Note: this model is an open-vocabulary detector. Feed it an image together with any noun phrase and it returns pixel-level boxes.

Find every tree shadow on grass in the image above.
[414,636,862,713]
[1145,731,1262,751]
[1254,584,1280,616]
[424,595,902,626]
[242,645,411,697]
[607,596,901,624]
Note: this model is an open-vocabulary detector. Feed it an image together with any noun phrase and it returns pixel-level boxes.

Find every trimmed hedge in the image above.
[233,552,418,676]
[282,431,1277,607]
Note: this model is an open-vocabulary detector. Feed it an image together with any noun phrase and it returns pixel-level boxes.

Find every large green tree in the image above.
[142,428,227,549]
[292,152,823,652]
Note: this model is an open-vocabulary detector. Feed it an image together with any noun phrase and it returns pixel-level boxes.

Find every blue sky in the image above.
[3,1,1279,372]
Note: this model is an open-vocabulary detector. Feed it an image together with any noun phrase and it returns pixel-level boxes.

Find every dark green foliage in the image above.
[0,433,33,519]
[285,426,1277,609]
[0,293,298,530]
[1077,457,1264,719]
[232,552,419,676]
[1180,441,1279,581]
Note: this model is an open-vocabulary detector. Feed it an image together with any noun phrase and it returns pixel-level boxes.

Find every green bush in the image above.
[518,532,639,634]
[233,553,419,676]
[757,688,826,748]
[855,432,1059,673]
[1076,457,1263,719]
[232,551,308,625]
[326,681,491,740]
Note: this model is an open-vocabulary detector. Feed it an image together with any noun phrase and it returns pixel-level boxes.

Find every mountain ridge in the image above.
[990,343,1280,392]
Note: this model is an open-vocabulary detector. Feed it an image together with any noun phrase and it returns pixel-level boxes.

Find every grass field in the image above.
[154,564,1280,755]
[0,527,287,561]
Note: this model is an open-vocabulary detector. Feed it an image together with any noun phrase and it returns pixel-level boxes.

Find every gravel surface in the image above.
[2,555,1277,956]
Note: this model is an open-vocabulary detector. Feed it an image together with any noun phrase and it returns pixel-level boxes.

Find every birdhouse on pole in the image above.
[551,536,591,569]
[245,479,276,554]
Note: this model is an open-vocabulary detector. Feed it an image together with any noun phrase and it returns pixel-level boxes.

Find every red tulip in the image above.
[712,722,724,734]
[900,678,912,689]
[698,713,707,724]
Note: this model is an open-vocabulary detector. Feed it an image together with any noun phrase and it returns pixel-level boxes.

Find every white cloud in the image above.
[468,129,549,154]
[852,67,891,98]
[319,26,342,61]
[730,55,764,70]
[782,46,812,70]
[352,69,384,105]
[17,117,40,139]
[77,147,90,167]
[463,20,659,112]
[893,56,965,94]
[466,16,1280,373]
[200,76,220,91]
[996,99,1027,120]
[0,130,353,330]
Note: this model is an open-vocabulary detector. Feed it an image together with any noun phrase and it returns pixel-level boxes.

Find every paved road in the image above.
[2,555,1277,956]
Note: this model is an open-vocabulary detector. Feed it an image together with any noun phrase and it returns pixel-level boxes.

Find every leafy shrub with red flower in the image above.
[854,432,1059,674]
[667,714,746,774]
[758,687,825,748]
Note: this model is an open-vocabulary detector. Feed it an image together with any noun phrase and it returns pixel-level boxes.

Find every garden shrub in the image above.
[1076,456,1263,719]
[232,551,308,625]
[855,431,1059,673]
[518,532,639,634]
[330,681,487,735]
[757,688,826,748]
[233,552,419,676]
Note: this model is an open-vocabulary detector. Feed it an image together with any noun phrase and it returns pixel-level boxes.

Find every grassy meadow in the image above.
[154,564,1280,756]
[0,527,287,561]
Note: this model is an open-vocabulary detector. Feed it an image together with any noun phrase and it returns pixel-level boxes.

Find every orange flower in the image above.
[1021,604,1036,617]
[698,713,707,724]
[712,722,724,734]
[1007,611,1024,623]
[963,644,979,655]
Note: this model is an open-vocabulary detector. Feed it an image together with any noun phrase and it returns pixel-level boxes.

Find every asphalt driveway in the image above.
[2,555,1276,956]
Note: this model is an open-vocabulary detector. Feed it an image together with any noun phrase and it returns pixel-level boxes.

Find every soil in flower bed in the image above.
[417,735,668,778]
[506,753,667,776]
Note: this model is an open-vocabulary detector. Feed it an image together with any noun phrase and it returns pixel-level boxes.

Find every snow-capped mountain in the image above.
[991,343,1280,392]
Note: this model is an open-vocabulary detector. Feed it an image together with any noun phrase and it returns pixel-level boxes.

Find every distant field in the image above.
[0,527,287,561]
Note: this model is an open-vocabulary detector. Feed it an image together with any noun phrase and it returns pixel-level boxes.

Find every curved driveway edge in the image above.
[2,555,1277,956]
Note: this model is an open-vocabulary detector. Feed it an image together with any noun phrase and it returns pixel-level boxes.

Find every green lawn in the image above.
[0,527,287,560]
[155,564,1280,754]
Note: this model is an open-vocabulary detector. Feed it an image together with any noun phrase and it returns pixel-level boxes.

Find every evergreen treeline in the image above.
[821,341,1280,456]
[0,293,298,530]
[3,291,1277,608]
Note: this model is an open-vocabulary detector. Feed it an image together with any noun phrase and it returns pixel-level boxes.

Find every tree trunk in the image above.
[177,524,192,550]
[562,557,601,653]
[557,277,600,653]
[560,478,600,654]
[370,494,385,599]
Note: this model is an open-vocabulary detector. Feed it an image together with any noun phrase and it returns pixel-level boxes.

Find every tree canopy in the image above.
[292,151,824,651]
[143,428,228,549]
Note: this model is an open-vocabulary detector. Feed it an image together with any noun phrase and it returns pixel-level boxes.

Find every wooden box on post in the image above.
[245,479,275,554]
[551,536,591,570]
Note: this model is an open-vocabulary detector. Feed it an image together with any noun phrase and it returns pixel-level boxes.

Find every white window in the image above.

____

> **Required work**
One exact transcript of the whole listing is the expected answer.

> **Result for this task**
Note: this model is an open-vocabulary detector. Feed it an image together with any noun phrase and it returns pixel-level boxes.

Find every tree shadow on grass in the image above.
[414,636,862,713]
[1145,731,1262,751]
[1254,584,1280,616]
[424,595,902,626]
[242,645,411,697]
[607,596,901,624]
Note: this model is an open-vocabulary detector. Feed it an image together with any noun phrase and it returns pixel-level boxes.

Find every trimmed hedge in the image above.
[233,552,418,676]
[282,431,1277,607]
Note: this model is an open-vocabulary detector. Feed it an image together with any noun phrase and it returns pixel-level boxes.

Find every large green tree in the image above.
[142,428,227,549]
[292,152,823,652]
Note: this model is an open-vocabulary detector. Feed it an image together with any noun phrase and it returns pixel-level boxes.

Find every blue sky in the image above.
[3,1,1279,372]
Note: this model is an open-vocabulary detector. Feed it an image together with any noun phrase and it returns pixel-level boxes.

Find every dark green foliage in the image above.
[0,433,33,519]
[285,426,1277,609]
[0,293,298,530]
[1077,457,1264,719]
[232,552,419,676]
[1180,441,1279,581]
Note: this model is an open-vocabulary detector. Feed it an image together with any noun phrase and it returns pixel-level boxes.

Find every green bush in the image above.
[518,532,639,634]
[233,553,419,676]
[757,688,826,748]
[855,432,1059,673]
[1076,457,1263,719]
[232,551,308,625]
[326,681,491,740]
Note: this model is an open-vocabulary detector. Feed it an image together with any noun phrase and it returns pixel-level boxes.

Find every mountain ridge in the image above.
[990,343,1280,392]
Note: this model is an open-vocabulary detector. Feed it an image together with any noun phrase and it returns pixel-level boxes.

Find every grass field in the image above.
[154,564,1280,755]
[0,527,287,561]
Note: this model is an open-vocabulary detector. Feed it an image together with any noun phrase and it returns pixel-level boxes.

Find every gravel surface in the image above.
[2,555,1277,956]
Note: this model is an open-vocabulary detector. Feed it an image together with any noun phrase and it returns pixel-level boxes.

Find every birdhouse on pole in the image above.
[551,536,591,569]
[245,479,276,554]
Note: this model is an open-vocabulary detector. Feed it an image together with any noun phrase and it returns pixel-level boxes.

Find every red tulip in the image above.
[712,722,724,734]
[900,678,912,689]
[698,713,707,724]
Note: this model is an open-vocabulary detector. Feed it an image together with any noun phrase and it returns pixel-level boxes.

Find every white cloud in the image above.
[468,129,549,154]
[852,67,891,98]
[319,26,342,61]
[730,55,764,70]
[782,46,812,70]
[352,69,384,105]
[17,117,40,139]
[77,147,90,167]
[463,20,659,112]
[893,56,965,94]
[466,16,1280,373]
[200,76,220,91]
[996,99,1027,120]
[0,130,353,330]
Note: this model is an open-vocabulary detector. Feed it an image together with any noun phrase and it returns pixel-level boxes.

Find every paved road in the image above.
[2,555,1277,956]
Note: this model is an open-vocabulary detector. Feed it an image together with any noun phrase and it returns pixel-level boxes.

Find every leafy shrub with red flower in the image above.
[854,432,1059,674]
[667,714,746,774]
[758,687,825,748]
Note: this model is an open-vocabulary detector. Feed it an image together with any noun phrase and it returns pixel-level boxes.

Find every garden shrub in the image above.
[1076,456,1263,719]
[232,551,308,625]
[855,431,1059,673]
[518,532,639,634]
[330,681,487,735]
[757,688,826,748]
[233,552,419,676]
Note: this model is an open-vocabulary detector. Feed it an image together with any noun phrase and it returns pixel-level boxes.

Find every grassy meadow in the image above.
[154,564,1280,756]
[0,527,287,561]
Note: this model is an open-vocabulary detector. Feed it an image together with any noun phrase and it returns pixel-level boxes.

Find every orange flower in the image above.
[1021,604,1036,617]
[698,713,707,724]
[712,722,724,734]
[1007,611,1024,623]
[963,644,979,655]
Note: this model is an open-vocabulary detector. Feed it an image together with any noun phrase and it returns pixel-level boxes.

Find every asphalt driveway in the image above.
[2,555,1276,956]
Note: this model is an open-vocabulary detector. Feed it an image together with any noun phrase and it returns pixel-level boxes.

Find every soil in flower bed in the image above.
[417,735,668,778]
[506,753,667,776]
Note: this model is an open-vocabulary detector. Feed it an image together with any noun phrase and it returns pixel-level boxes.

Find every snow-capped mountain in the image above.
[991,343,1280,392]
Note: this model is an open-vocabulary detector. Feed it an image together with any noun phrase and it returns pixel-level boxes.

Find every distant field in the image above.
[0,527,287,561]
Note: this model is an open-vocabulary detector. Feed it an image together with any noun phrase and it returns pixel-level boxes.

Find every curved driveway edge in the image above.
[2,555,1277,956]
Note: this model is an open-vocabulary detector. Feed it an image together with any noun phrase and it returns pixel-level boxes.

Find every green lawn in the image above.
[0,527,287,560]
[155,564,1280,754]
Note: this model is an open-vocabulary detector. Feed it an image together with any noun phrase and it returns pixel-level boxes.

Find every evergreen treeline in the image above.
[821,341,1280,456]
[0,293,298,530]
[3,291,1277,608]
Note: this model is an open-vocabulary detector. Feed it an image together with any noun phrase and it returns pixel-level boxes.

Find every tree trunk in the image above.
[177,524,192,550]
[562,557,601,653]
[557,277,600,653]
[560,478,600,654]
[370,494,385,599]
Note: this model is an open-vocabulary detector. Feed it an image together with any noun phrase and it returns pixel-level boxes.

Find every tree canopy in the image above.
[292,151,824,651]
[143,428,228,549]
Note: this model is an open-vocabulary detector. Feed it an image together with any noun phrase and it returns pixel-level boxes.

Find every wooden box on post in the image above.
[245,479,275,554]
[551,536,591,570]
Note: this model is an open-vocabulary detector. Feed it an image together with any noun phrase and it returns pixel-level boxes.

Find every white window in the image above.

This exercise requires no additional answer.